* TASK REQUIREMENTS
Your answer should consist of the lines below that hold the word "trace".

======== DATA SUPPLIED ========

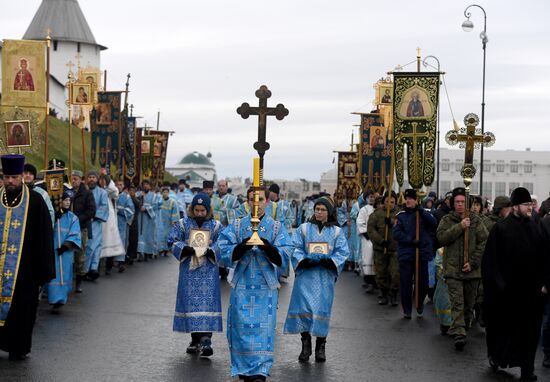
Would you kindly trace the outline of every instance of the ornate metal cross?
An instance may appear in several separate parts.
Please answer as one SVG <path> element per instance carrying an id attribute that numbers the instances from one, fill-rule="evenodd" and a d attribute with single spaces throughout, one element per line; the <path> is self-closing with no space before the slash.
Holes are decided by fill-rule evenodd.
<path id="1" fill-rule="evenodd" d="M 258 116 L 258 141 L 254 142 L 254 148 L 261 158 L 260 161 L 263 162 L 264 154 L 269 150 L 269 143 L 266 141 L 267 116 L 273 115 L 281 121 L 288 115 L 288 109 L 282 103 L 276 107 L 267 107 L 267 99 L 271 97 L 271 91 L 265 85 L 260 86 L 255 94 L 260 99 L 258 107 L 252 107 L 244 102 L 237 108 L 237 114 L 244 119 L 247 119 L 251 115 Z"/>
<path id="2" fill-rule="evenodd" d="M 462 127 L 459 131 L 451 130 L 445 134 L 445 141 L 449 145 L 456 145 L 460 143 L 460 148 L 465 149 L 464 153 L 464 166 L 460 170 L 460 175 L 464 179 L 464 185 L 466 186 L 466 206 L 464 209 L 464 217 L 470 216 L 470 185 L 476 175 L 476 168 L 474 167 L 474 149 L 483 147 L 491 147 L 495 143 L 495 135 L 486 131 L 481 133 L 481 129 L 476 129 L 479 124 L 479 117 L 474 113 L 467 114 L 464 117 L 464 124 L 466 128 Z M 464 230 L 464 264 L 470 262 L 470 229 L 469 227 Z"/>
<path id="3" fill-rule="evenodd" d="M 445 135 L 445 141 L 449 145 L 460 143 L 460 148 L 465 149 L 464 166 L 460 171 L 460 175 L 464 178 L 464 184 L 469 187 L 472 179 L 476 175 L 474 167 L 474 149 L 483 147 L 491 147 L 495 143 L 495 135 L 486 131 L 481 134 L 481 129 L 476 129 L 479 124 L 479 117 L 474 113 L 470 113 L 464 117 L 464 124 L 459 131 L 451 130 Z"/>

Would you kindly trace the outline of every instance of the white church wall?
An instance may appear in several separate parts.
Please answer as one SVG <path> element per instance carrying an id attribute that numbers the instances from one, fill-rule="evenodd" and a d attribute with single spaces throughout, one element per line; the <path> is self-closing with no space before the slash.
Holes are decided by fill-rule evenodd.
<path id="1" fill-rule="evenodd" d="M 78 54 L 78 43 L 69 41 L 57 41 L 57 50 L 54 49 L 55 42 L 52 41 L 52 47 L 50 51 L 50 73 L 57 78 L 60 82 L 67 82 L 67 75 L 69 73 L 69 67 L 67 64 L 72 62 L 74 64 L 73 73 L 77 71 L 78 60 L 76 58 Z M 100 68 L 100 49 L 97 46 L 90 44 L 80 44 L 80 66 L 85 68 L 91 66 L 94 68 Z"/>

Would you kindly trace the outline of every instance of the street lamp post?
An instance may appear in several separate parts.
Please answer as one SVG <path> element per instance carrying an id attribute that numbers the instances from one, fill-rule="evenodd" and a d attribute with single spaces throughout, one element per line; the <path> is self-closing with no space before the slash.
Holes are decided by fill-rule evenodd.
<path id="1" fill-rule="evenodd" d="M 487 43 L 489 42 L 489 39 L 487 38 L 487 13 L 481 5 L 469 5 L 464 10 L 464 16 L 466 17 L 466 20 L 464 20 L 464 22 L 462 23 L 462 29 L 465 32 L 471 32 L 474 29 L 474 23 L 470 20 L 470 16 L 472 14 L 468 12 L 468 9 L 472 7 L 477 7 L 483 12 L 483 32 L 479 34 L 479 38 L 481 38 L 481 44 L 483 48 L 483 85 L 481 90 L 481 134 L 483 134 L 485 132 L 485 58 L 487 55 Z M 481 146 L 480 157 L 481 163 L 479 172 L 479 195 L 483 196 L 483 145 Z"/>
<path id="2" fill-rule="evenodd" d="M 429 64 L 428 64 L 428 59 L 429 58 L 433 58 L 435 60 L 435 62 L 437 62 L 437 71 L 439 73 L 441 73 L 441 64 L 439 63 L 439 59 L 436 57 L 436 56 L 426 56 L 424 58 L 424 60 L 422 61 L 422 64 L 424 65 L 424 67 L 427 67 Z M 441 82 L 440 82 L 440 85 L 441 85 Z M 439 195 L 439 161 L 441 160 L 440 159 L 440 156 L 439 156 L 439 116 L 440 116 L 440 113 L 441 113 L 441 110 L 439 108 L 439 104 L 440 104 L 440 101 L 439 99 L 437 100 L 437 162 L 436 162 L 436 173 L 437 173 L 437 182 L 435 184 L 435 192 L 437 194 L 437 197 L 440 198 L 440 195 Z"/>

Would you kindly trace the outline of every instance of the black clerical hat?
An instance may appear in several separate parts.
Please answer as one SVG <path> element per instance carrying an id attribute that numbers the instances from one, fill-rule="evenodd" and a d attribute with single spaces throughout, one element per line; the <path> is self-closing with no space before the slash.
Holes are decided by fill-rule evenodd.
<path id="1" fill-rule="evenodd" d="M 529 191 L 527 191 L 526 188 L 516 187 L 514 188 L 514 191 L 512 191 L 510 201 L 512 202 L 513 206 L 517 206 L 518 204 L 522 203 L 532 203 L 533 199 L 531 199 L 531 194 L 529 193 Z"/>
<path id="2" fill-rule="evenodd" d="M 25 157 L 19 154 L 7 154 L 0 157 L 4 175 L 21 175 L 25 168 Z"/>

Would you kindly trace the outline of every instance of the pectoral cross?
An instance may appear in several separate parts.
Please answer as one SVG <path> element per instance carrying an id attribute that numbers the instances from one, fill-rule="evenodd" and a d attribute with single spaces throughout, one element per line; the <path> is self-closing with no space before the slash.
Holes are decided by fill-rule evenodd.
<path id="1" fill-rule="evenodd" d="M 476 175 L 476 168 L 474 167 L 474 149 L 483 147 L 491 147 L 495 143 L 495 135 L 486 131 L 481 134 L 479 129 L 476 129 L 479 124 L 479 117 L 474 113 L 470 113 L 464 117 L 464 124 L 466 128 L 461 128 L 459 131 L 451 130 L 445 135 L 445 141 L 454 146 L 460 144 L 461 149 L 465 149 L 464 152 L 464 166 L 460 171 L 460 175 L 464 178 L 464 184 L 469 187 L 472 183 L 472 179 Z"/>
<path id="2" fill-rule="evenodd" d="M 69 79 L 71 79 L 73 77 L 73 68 L 75 65 L 72 61 L 69 61 L 65 64 L 65 66 L 69 68 Z"/>
<path id="3" fill-rule="evenodd" d="M 288 115 L 288 109 L 282 103 L 276 107 L 267 107 L 267 99 L 271 97 L 271 91 L 265 85 L 260 86 L 255 94 L 260 99 L 258 107 L 252 107 L 244 102 L 237 108 L 237 114 L 243 119 L 247 119 L 251 115 L 258 116 L 258 140 L 254 142 L 254 148 L 261 158 L 260 162 L 263 162 L 264 154 L 269 150 L 269 143 L 266 141 L 267 117 L 275 116 L 277 120 L 281 121 Z M 260 165 L 260 168 L 263 166 Z"/>

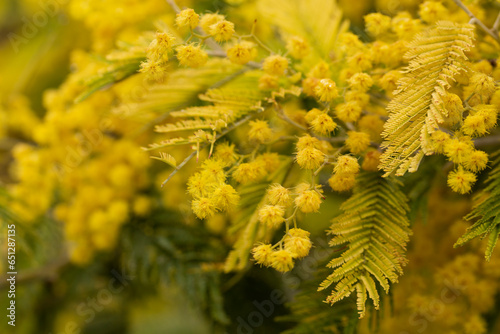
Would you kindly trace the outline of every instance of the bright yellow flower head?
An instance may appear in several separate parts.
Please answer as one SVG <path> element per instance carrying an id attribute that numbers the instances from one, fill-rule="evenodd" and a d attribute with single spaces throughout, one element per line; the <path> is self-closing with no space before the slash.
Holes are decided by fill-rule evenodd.
<path id="1" fill-rule="evenodd" d="M 466 172 L 462 167 L 448 174 L 448 185 L 451 190 L 460 194 L 471 191 L 474 182 L 476 182 L 476 175 Z"/>
<path id="2" fill-rule="evenodd" d="M 221 211 L 229 211 L 238 205 L 240 195 L 229 184 L 222 184 L 213 193 L 215 206 Z"/>
<path id="3" fill-rule="evenodd" d="M 285 209 L 279 205 L 265 205 L 259 210 L 259 220 L 268 226 L 275 227 L 285 221 Z"/>
<path id="4" fill-rule="evenodd" d="M 391 29 L 391 18 L 380 13 L 365 15 L 366 31 L 374 36 L 385 34 Z"/>
<path id="5" fill-rule="evenodd" d="M 312 247 L 309 232 L 300 228 L 292 228 L 284 238 L 285 250 L 292 253 L 294 258 L 303 258 L 309 254 Z"/>
<path id="6" fill-rule="evenodd" d="M 328 179 L 330 187 L 337 192 L 349 191 L 356 184 L 355 174 L 333 174 Z"/>
<path id="7" fill-rule="evenodd" d="M 380 163 L 380 151 L 371 150 L 366 152 L 361 168 L 368 172 L 376 172 L 378 170 L 378 165 Z"/>
<path id="8" fill-rule="evenodd" d="M 208 60 L 207 53 L 203 51 L 199 45 L 194 45 L 192 43 L 181 45 L 175 50 L 177 51 L 179 63 L 184 66 L 196 68 L 205 65 Z"/>
<path id="9" fill-rule="evenodd" d="M 302 59 L 310 52 L 307 41 L 298 36 L 293 36 L 287 40 L 286 49 L 295 59 Z"/>
<path id="10" fill-rule="evenodd" d="M 444 154 L 454 163 L 464 163 L 474 150 L 474 144 L 468 137 L 454 138 L 445 142 Z"/>
<path id="11" fill-rule="evenodd" d="M 262 69 L 270 75 L 281 76 L 288 68 L 288 59 L 280 55 L 272 55 L 264 59 Z"/>
<path id="12" fill-rule="evenodd" d="M 199 20 L 200 16 L 196 14 L 192 8 L 180 11 L 175 17 L 175 23 L 177 23 L 179 27 L 189 27 L 191 29 L 196 28 Z"/>
<path id="13" fill-rule="evenodd" d="M 268 190 L 267 195 L 269 202 L 272 205 L 280 205 L 287 207 L 291 204 L 292 197 L 290 195 L 290 190 L 283 187 L 281 184 L 275 183 Z"/>
<path id="14" fill-rule="evenodd" d="M 267 121 L 256 120 L 250 122 L 250 130 L 248 131 L 248 138 L 255 140 L 259 143 L 269 141 L 273 136 L 273 131 L 269 127 Z"/>
<path id="15" fill-rule="evenodd" d="M 217 42 L 227 41 L 234 34 L 234 23 L 227 20 L 218 21 L 210 26 L 210 34 Z"/>
<path id="16" fill-rule="evenodd" d="M 210 34 L 210 27 L 222 20 L 224 20 L 224 15 L 212 13 L 204 14 L 200 19 L 200 27 L 207 34 Z"/>
<path id="17" fill-rule="evenodd" d="M 444 131 L 434 131 L 431 135 L 431 145 L 436 153 L 443 153 L 444 146 L 450 140 L 450 135 Z"/>
<path id="18" fill-rule="evenodd" d="M 335 107 L 335 114 L 342 122 L 356 122 L 361 116 L 361 105 L 357 102 L 340 103 Z"/>
<path id="19" fill-rule="evenodd" d="M 328 135 L 335 130 L 337 123 L 325 113 L 320 113 L 311 121 L 311 126 L 316 133 Z"/>
<path id="20" fill-rule="evenodd" d="M 317 212 L 321 196 L 316 190 L 305 190 L 295 198 L 295 205 L 304 213 Z"/>
<path id="21" fill-rule="evenodd" d="M 259 181 L 266 175 L 266 165 L 260 160 L 242 163 L 233 172 L 235 181 L 242 184 Z"/>
<path id="22" fill-rule="evenodd" d="M 255 246 L 252 249 L 252 254 L 255 262 L 257 262 L 258 264 L 264 266 L 271 265 L 271 255 L 273 254 L 273 249 L 270 244 Z"/>
<path id="23" fill-rule="evenodd" d="M 352 153 L 362 153 L 370 145 L 370 135 L 364 132 L 348 131 L 345 144 Z"/>
<path id="24" fill-rule="evenodd" d="M 420 4 L 418 15 L 427 23 L 447 19 L 448 10 L 439 1 L 426 1 Z"/>
<path id="25" fill-rule="evenodd" d="M 235 64 L 244 65 L 257 56 L 255 45 L 250 42 L 235 44 L 227 50 L 227 57 Z"/>
<path id="26" fill-rule="evenodd" d="M 363 92 L 366 92 L 371 86 L 373 86 L 372 77 L 366 73 L 355 73 L 349 78 L 348 82 L 351 88 Z"/>
<path id="27" fill-rule="evenodd" d="M 488 154 L 483 151 L 474 150 L 467 156 L 464 167 L 472 172 L 479 172 L 485 169 L 487 164 Z"/>
<path id="28" fill-rule="evenodd" d="M 216 210 L 214 201 L 207 197 L 200 197 L 199 199 L 193 200 L 191 208 L 196 217 L 200 219 L 210 218 L 214 215 Z"/>
<path id="29" fill-rule="evenodd" d="M 325 161 L 325 154 L 313 147 L 306 147 L 297 152 L 296 161 L 301 168 L 318 169 Z"/>
<path id="30" fill-rule="evenodd" d="M 292 253 L 283 249 L 271 254 L 271 266 L 279 272 L 285 273 L 293 268 Z"/>
<path id="31" fill-rule="evenodd" d="M 350 155 L 341 155 L 337 158 L 333 171 L 338 174 L 357 174 L 359 172 L 358 159 Z"/>
<path id="32" fill-rule="evenodd" d="M 339 96 L 337 85 L 331 79 L 321 79 L 314 89 L 314 92 L 322 102 L 331 102 Z"/>

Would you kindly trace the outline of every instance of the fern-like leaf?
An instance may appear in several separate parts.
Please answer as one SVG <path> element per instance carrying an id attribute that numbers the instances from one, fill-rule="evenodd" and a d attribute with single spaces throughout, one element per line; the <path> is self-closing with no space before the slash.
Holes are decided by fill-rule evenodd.
<path id="1" fill-rule="evenodd" d="M 357 291 L 360 317 L 365 315 L 367 296 L 376 309 L 380 297 L 377 284 L 388 292 L 389 284 L 398 281 L 405 264 L 404 254 L 411 230 L 407 199 L 401 184 L 378 173 L 362 173 L 354 194 L 342 204 L 343 214 L 336 217 L 328 231 L 331 246 L 345 245 L 345 250 L 328 267 L 334 268 L 320 285 L 320 290 L 336 284 L 327 298 L 333 304 Z"/>
<path id="2" fill-rule="evenodd" d="M 429 135 L 447 117 L 441 97 L 453 77 L 467 70 L 464 52 L 473 47 L 473 39 L 472 25 L 441 21 L 410 43 L 406 75 L 389 103 L 389 120 L 382 134 L 384 176 L 414 172 L 423 156 L 433 153 Z"/>
<path id="3" fill-rule="evenodd" d="M 493 249 L 500 235 L 500 151 L 492 155 L 492 170 L 486 179 L 486 187 L 478 194 L 478 199 L 486 197 L 477 204 L 471 213 L 465 216 L 466 220 L 476 220 L 455 243 L 455 247 L 463 246 L 466 242 L 477 237 L 488 237 L 486 245 L 486 260 L 490 260 Z"/>

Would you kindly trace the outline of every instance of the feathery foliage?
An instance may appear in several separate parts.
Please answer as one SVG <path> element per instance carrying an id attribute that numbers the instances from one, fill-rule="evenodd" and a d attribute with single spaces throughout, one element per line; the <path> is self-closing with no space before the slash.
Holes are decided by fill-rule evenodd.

========

* TASK RESULT
Would you kindly trace the outline of every instance of the ornate metal cross?
Would you kindly trace the outline of every instance of the white church wall?
Would you kindly trace the outline of every instance of the street lamp post?
Would you kindly trace the outline of every instance of the black clerical hat?
Would you kindly trace the outline of every instance of the pectoral cross?
Would you kindly trace the outline of every instance of the bright yellow flower head?
Would you kindly trace the outline of every instance of the fern-like leaf?
Would you kindly trace the outline of every instance of the feathery foliage?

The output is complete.